(What is being asked) The entries below need to be written out exactly, with no pictures included.

Point annotation dataset records:
⟨
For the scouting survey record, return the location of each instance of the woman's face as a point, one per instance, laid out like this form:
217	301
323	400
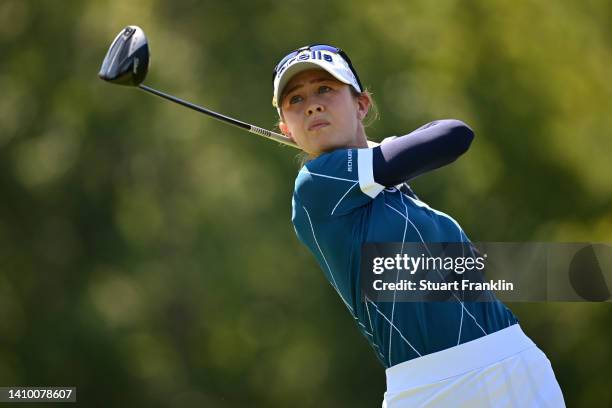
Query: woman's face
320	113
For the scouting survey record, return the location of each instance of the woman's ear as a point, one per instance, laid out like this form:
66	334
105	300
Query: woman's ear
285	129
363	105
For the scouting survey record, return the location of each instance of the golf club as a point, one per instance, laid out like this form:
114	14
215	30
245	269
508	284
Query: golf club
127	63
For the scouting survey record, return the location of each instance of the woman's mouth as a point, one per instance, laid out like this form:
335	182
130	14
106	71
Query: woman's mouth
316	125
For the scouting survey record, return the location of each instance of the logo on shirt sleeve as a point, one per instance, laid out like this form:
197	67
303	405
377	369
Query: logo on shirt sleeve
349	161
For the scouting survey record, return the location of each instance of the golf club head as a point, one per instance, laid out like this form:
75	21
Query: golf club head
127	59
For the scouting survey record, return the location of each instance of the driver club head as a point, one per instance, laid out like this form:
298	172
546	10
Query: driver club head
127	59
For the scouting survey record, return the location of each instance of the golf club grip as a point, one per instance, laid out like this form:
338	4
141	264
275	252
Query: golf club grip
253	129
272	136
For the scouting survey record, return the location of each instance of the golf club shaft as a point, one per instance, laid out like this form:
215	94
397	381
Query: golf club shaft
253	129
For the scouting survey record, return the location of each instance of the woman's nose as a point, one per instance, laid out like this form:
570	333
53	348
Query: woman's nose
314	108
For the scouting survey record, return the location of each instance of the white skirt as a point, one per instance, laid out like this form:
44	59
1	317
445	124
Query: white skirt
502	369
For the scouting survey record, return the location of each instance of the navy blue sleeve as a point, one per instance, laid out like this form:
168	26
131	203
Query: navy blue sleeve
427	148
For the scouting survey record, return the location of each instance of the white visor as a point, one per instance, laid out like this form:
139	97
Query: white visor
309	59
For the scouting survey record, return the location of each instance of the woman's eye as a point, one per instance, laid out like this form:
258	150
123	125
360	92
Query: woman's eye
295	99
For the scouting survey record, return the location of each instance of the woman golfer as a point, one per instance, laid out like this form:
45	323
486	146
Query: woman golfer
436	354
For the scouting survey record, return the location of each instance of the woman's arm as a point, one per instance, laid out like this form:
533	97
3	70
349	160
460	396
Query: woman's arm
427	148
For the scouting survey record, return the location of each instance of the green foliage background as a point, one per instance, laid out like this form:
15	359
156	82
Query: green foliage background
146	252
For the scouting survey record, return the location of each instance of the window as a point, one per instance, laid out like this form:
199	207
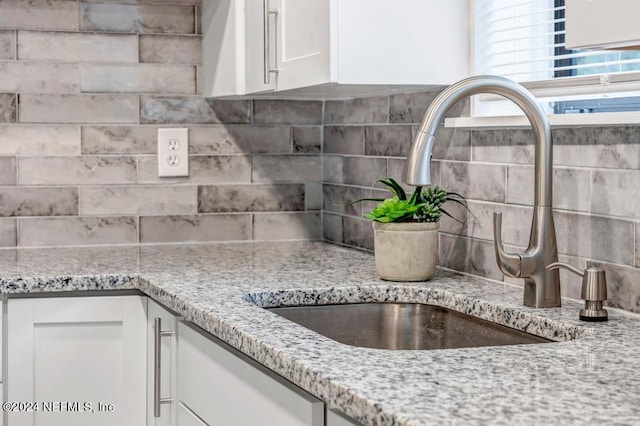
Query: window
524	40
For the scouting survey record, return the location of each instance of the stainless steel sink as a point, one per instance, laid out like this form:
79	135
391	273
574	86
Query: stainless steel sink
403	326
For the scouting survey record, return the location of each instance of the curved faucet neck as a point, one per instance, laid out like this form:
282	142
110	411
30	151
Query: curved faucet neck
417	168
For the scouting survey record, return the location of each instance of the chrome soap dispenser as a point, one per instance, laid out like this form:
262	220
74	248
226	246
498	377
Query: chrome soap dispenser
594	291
⟩
(Solution for this problem)
For the scouting survey record, return the location of each instance of the woman's face as a point, one per instance, laid out like this form:
217	301
323	400
Query: woman's face
320	113
For the scouting survey record, return the location of each instance of the woman's ear as a point, one per instance, laid out like this form:
66	334
105	300
Query: woman's ear
285	129
363	105
For the scouting survey record, return the location of each instance of the golf club as a point, one per instance, laid out like this form:
114	14
215	30
245	269
508	284
Query: golf club
127	63
For the scouting survey record, return the location of each instance of the woman's mouth as a point, one per instance, laid out like this form:
335	182
130	14
106	71
Query: woman's mouth
316	125
For the scouting survey record, return the location of each instance of the logo on shirt sleeve as a point, one per instance, laid out like this form:
197	67
303	405
377	369
Query: logo on shirt sleeve
349	161
For the scouting survey record, return the location of each instance of the golf club head as a point, one per instance, laid out like this form:
75	21
Query: golf club head
127	59
For the scouting survey record, return the location of each instance of the driver club head as a point, one per instance, laid out like this form:
298	172
546	10
Query: driver club head
127	59
For the scouting survey record, return the location of each instance of the golf club grip as a point, one per instance, laid out like this form:
338	4
141	264
275	252
Query: golf club grip
253	129
272	136
For the scouting survey record, return the location of each instance of the golf club shaft as a point, one per instance, laid out like this form:
215	94
397	381
Query: golf club shaft
253	129
For the scouting survey record, return the location of each instance of the woman's nose as a point, one per instance, laid out like this form:
570	333
53	348
Query: woman's nose
314	108
For the scouting survey record, return the location of each instance of the white skirt as a point, one per instance, laid out like this form:
44	59
1	317
445	124
Query: white skirt
502	369
For the scouting survey record, return the location of each instance of the navy blue sleeve as a point, one per instance, laid out like this form:
168	26
131	203
Query: navy blue sleeve
427	148
For the scouting survey record, return the location of each instance of the white visor as a point, one per instance, laid out like this form:
139	97
Query: white visor
309	59
For the scouting survey record, return the location of each instance of the woman's eye as a point, one per instance, laid out like this form:
258	150
123	125
360	92
Query: woman's eye
295	99
For the scouting survey record, return the location of each instance of the woman golfer as a point, one per instance, laid out like this form:
45	323
486	146
Query: woman golfer
436	354
For the scouting survey record, return the location of each instance of the woman's arm as a point, one per instance, laid out like this form:
533	97
3	70
349	160
460	396
Query: woman's arm
427	148
For the scouting survey record, return the location of each instance of the green foliage background as a point, one per instance, laid out like this form:
15	359
156	82
Query: green foliage background
146	252
For the scouting survey record, return the location of each instance of the window as a point, one per instance, laid out like this form:
199	207
Query: window
524	40
For the scouting survey record, return the location of each instance of the stainless steel sink as a point, one per instance, laid out like this form:
79	135
391	273
574	86
Query: stainless steel sink
403	326
For the scouting survey record, return the location of each instance of the curved faucet neck as a point, one per instance, laid out like this form:
282	142
110	411
30	151
Query: curved faucet neck
417	168
For the scouting survey record, return the location of each instance of the chrome soap dispenser as a point, one per instance, laid out like this form:
262	220
74	248
226	246
498	377
Query: chrome soap dispenser
594	291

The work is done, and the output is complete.